*Stored data*:
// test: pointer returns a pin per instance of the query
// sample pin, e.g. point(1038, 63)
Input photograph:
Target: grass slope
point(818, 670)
---
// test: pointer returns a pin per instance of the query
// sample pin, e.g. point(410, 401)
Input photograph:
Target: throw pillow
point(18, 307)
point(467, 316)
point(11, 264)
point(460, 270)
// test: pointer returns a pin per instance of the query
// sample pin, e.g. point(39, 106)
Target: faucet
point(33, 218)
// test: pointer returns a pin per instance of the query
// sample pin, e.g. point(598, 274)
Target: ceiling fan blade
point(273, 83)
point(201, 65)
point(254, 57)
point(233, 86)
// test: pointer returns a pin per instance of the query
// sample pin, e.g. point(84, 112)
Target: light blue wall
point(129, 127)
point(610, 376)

*Directions for this task*:
Which lines in the stored data contain the string "Target"? Extract every one of them, treating uppercase and lowercase as different.

*Final answer*:
Target: grass slope
Target: throw pillow
Target: faucet
Target: ceiling fan blade
Target: light blue wall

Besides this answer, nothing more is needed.